State Net Capitol Journal--November 14, 2011

State Net Capitol Journal--November 14, 2011

SUPPORT GROWS FOR ABOLISHING INCOME TAXES: On September 24th, 1980 then-Alaska Gov. Jay Hammond (R) signed a bill into law abolishing the state's personal income tax. In the 31 years since, not a single governor has duplicated that action. But that trend could soon be coming to an end. 
 
Last month, backers of a constitutional amendment to eliminate Missouri's personal income tax began collecting signatures to place an initiative on next year's ballot. In Oklahoma, a legislative task force studying taxes is expected to announce its recommendations by January, but its co-chairs have already said they'd like to eliminate the state's income tax. And Kansas Gov. Sam Brownback (R) is expected to propose cutting income taxes - perhaps with the intent of eventually getting rid of them altogether - within weeks.
···
• **Set tasks**
1. Reproduce the stretch of the income-tax article from "SUPPORT GROWS FOR" through "- within weeks.", word for word.
2. Write the next part of the income-tax article, picking up after its final sentence.
···
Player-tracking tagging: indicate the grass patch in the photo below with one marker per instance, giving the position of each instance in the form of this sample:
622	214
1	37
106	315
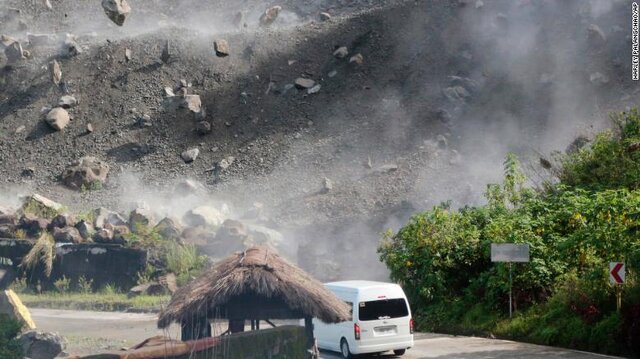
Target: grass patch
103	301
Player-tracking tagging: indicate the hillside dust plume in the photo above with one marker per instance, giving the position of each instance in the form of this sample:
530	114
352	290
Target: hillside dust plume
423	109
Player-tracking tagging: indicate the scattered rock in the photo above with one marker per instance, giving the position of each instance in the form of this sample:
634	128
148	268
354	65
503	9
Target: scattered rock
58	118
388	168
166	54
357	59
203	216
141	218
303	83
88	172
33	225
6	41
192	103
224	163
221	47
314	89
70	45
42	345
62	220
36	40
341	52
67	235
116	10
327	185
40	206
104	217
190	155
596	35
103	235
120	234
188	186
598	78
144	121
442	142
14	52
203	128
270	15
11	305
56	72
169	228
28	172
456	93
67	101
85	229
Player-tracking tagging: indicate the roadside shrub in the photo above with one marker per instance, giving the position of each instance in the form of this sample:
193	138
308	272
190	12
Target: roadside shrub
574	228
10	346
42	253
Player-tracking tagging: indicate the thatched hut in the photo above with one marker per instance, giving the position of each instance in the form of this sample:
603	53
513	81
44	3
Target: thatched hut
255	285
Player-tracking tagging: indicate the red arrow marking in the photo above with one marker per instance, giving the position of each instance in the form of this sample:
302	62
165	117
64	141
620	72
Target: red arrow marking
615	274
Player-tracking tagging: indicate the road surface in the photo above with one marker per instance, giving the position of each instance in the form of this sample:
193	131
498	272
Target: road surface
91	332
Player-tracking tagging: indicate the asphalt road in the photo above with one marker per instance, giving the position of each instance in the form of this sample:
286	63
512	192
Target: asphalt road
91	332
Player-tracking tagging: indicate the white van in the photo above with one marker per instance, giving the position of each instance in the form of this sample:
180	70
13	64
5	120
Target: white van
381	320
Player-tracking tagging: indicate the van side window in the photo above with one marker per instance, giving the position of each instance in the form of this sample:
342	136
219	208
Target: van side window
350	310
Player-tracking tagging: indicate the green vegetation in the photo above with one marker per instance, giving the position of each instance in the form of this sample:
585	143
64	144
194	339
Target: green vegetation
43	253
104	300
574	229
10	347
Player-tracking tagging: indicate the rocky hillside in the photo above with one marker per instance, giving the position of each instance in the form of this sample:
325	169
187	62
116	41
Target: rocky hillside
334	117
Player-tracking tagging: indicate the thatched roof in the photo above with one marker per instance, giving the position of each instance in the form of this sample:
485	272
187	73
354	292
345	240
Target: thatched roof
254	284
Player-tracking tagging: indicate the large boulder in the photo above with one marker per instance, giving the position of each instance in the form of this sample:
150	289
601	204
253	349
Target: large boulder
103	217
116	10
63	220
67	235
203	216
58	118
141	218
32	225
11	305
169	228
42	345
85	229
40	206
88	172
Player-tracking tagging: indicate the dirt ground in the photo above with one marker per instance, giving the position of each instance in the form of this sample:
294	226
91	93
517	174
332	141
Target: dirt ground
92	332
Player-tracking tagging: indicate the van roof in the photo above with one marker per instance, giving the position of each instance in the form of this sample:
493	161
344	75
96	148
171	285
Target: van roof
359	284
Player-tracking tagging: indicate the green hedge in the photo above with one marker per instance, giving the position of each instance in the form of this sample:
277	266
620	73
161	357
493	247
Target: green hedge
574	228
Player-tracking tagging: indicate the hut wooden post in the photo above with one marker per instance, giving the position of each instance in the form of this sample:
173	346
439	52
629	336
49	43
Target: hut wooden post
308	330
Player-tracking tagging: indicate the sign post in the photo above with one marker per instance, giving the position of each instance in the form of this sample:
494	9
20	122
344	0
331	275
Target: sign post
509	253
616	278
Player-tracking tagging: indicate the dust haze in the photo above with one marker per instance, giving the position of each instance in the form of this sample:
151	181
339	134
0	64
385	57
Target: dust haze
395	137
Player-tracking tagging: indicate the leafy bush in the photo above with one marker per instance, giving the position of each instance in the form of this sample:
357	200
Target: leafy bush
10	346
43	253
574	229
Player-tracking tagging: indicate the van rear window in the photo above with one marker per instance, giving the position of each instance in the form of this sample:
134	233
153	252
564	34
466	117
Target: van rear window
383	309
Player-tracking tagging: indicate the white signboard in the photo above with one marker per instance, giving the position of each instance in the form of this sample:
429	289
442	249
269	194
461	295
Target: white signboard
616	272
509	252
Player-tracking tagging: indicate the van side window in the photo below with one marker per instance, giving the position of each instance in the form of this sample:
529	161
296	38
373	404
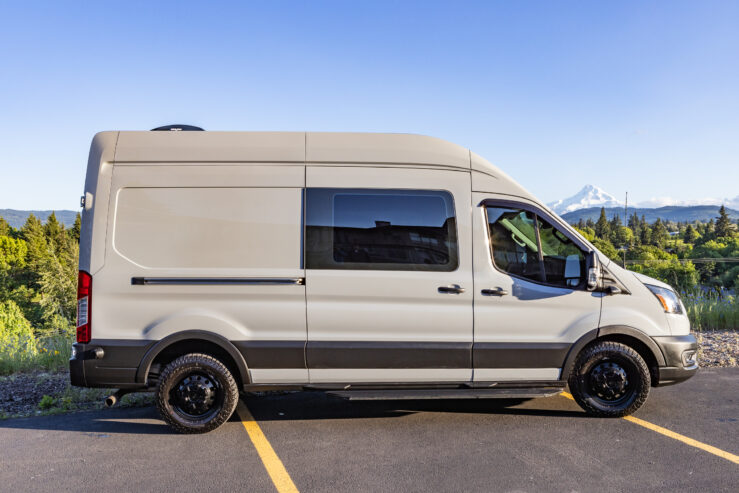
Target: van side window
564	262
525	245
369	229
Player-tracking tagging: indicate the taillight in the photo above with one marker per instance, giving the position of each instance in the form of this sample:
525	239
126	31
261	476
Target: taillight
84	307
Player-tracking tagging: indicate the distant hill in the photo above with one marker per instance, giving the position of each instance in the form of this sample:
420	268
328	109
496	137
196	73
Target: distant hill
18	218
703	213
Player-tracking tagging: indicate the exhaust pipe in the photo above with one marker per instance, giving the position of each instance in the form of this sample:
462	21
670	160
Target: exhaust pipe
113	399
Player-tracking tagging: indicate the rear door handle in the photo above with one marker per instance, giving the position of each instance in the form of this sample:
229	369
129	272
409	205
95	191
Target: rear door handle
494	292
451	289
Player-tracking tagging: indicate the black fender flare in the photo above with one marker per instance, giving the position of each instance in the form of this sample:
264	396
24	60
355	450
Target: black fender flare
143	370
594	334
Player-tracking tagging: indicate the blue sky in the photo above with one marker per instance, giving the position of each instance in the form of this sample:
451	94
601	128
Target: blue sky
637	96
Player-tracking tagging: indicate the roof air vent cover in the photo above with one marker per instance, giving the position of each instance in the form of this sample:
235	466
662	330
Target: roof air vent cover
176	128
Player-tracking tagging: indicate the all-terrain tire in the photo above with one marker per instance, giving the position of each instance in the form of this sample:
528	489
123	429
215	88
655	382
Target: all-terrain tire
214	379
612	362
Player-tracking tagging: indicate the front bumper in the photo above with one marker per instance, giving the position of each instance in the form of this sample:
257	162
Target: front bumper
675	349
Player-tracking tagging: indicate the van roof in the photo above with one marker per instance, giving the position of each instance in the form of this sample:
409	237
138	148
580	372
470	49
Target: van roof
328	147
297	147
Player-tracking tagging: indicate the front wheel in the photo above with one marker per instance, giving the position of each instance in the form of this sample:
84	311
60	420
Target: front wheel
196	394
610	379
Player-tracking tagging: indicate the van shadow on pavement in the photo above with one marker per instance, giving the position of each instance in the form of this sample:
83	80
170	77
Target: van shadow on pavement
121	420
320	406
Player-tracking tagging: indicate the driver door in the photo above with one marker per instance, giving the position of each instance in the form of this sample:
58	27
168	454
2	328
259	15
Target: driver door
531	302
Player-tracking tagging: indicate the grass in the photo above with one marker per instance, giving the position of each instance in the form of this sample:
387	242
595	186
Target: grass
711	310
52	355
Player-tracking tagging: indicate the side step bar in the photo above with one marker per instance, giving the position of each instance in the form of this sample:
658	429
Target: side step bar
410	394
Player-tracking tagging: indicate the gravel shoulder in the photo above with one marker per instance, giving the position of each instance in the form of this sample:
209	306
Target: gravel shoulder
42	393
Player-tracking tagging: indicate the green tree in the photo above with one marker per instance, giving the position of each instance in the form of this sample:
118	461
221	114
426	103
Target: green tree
···
• **Responses by task**
1.
SUPPORT GROWS FOR ABOLISHING INCOME TAXES: On September 24th, 1980 then-Alaska Gov. Jay Hammond (R) signed a bill into law abolishing the state's personal income tax. In the 31 years since, not a single governor has duplicated that action. But that trend could soon be coming to an end. 
 
Last month, backers of a constitutional amendment to eliminate Missouri's personal income tax began collecting signatures to place an initiative on next year's ballot. In Oklahoma, a legislative task force studying taxes is expected to announce its recommendations by January, but its co-chairs have already said they'd like to eliminate the state's income tax. And Kansas Gov. Sam Brownback (R) is expected to propose cutting income taxes - perhaps with the intent of eventually getting rid of them altogether - within weeks.

2.
 
Forty-one states currently impose broad taxes on personal income. (The nine states that don't are Alaska, Florida, Nevada, New Hampshire, South Dakota, Tennessee, Texas, Washington and Wyoming.) With those taxes accounting for about 40 percent of states' general fund revenue, lawmakers have rarely given serious thought to getting rid of them. Alaska abolished its income tax only after the Trans-Alaska Pipeline began pumping billions of dollars of new revenue into state coffers. 
 
With conservative majorities having taken over many state legislatures in recent years, however, the idea has gained in popularity. Missouri's House voted to eliminate both personal and corporate income taxes in 2009. And this year Kansas' House voted to gradually phase out its personal income tax (SB 1). 
 
The argument in these states has been that if other states can get by without an income tax, why can't they? 
 
"If you look over the last 50 years there have been 10 states that implemented income taxes and it's been just destructive to their economic growth," said Missouri state Rep. Andrew Koenig (R). "The no income tax states are winning."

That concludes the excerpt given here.